(Dataset excerpt)
________________________________________

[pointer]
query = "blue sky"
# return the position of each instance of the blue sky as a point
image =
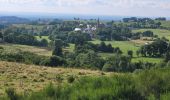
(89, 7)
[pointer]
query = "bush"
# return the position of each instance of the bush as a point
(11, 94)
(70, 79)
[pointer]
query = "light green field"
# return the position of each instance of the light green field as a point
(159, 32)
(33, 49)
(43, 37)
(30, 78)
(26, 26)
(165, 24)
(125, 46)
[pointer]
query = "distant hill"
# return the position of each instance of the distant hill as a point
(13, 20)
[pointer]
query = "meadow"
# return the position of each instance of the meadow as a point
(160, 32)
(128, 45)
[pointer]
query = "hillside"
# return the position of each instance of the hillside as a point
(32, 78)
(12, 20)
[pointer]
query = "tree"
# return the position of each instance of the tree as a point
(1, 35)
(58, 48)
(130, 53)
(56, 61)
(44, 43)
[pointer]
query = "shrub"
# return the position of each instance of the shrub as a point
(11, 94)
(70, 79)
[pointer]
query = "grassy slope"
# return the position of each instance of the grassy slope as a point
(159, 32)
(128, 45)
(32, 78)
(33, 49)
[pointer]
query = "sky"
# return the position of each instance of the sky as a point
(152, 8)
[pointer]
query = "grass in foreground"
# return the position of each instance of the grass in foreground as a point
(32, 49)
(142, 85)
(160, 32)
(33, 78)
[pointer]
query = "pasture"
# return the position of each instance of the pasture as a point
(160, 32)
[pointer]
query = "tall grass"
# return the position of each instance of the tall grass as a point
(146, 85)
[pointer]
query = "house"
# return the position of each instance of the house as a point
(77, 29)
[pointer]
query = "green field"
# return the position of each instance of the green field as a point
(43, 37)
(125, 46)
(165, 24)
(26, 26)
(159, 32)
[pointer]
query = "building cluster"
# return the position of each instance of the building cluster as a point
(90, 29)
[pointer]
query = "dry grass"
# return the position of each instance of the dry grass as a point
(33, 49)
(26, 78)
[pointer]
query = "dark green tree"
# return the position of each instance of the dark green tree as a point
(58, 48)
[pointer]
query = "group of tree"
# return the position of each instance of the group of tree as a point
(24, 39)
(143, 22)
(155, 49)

________________________________________

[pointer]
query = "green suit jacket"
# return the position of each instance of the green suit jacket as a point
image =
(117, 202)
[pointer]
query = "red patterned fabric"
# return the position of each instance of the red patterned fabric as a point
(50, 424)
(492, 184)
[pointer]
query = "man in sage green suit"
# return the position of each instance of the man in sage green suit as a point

________________________________________

• _Directive_
Tally the lines in the listing that contain the string "slope". Reply with the number alone.

• _Response for this exercise_
2